#### Exercise data:

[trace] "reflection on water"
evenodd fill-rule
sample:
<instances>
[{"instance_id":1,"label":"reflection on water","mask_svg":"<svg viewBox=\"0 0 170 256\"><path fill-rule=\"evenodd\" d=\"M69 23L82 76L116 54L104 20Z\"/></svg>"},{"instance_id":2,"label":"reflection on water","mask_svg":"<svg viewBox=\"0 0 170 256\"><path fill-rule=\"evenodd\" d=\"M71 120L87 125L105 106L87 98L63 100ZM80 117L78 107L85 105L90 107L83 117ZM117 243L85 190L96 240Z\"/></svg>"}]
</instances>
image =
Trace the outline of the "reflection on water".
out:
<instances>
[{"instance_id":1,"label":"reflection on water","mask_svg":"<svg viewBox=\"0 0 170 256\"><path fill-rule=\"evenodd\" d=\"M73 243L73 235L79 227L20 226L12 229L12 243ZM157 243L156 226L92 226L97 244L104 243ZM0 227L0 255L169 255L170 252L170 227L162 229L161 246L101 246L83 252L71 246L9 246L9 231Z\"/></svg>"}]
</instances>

#### Prompt:
Rewrite the records above as a numbered list, one line per item, and leave out any blank lines.

#### The solution:
1. [trace] "reflection on water"
2. evenodd fill-rule
3. sample:
4. <instances>
5. [{"instance_id":1,"label":"reflection on water","mask_svg":"<svg viewBox=\"0 0 170 256\"><path fill-rule=\"evenodd\" d=\"M69 23L82 76L116 54L104 20Z\"/></svg>"},{"instance_id":2,"label":"reflection on water","mask_svg":"<svg viewBox=\"0 0 170 256\"><path fill-rule=\"evenodd\" d=\"M71 120L87 125L105 106L87 98L63 100ZM80 117L78 107L85 105L90 107L83 117ZM117 243L85 190L96 240Z\"/></svg>"}]
6. </instances>
7. image =
8. Trace the outline of the "reflection on water".
9. out:
10. <instances>
11. [{"instance_id":1,"label":"reflection on water","mask_svg":"<svg viewBox=\"0 0 170 256\"><path fill-rule=\"evenodd\" d=\"M73 243L73 235L79 227L20 226L12 229L12 243ZM157 243L156 226L92 226L97 244L104 243ZM0 227L0 255L169 255L170 252L170 227L162 229L161 246L101 246L83 252L71 246L9 246L9 231Z\"/></svg>"}]
12. </instances>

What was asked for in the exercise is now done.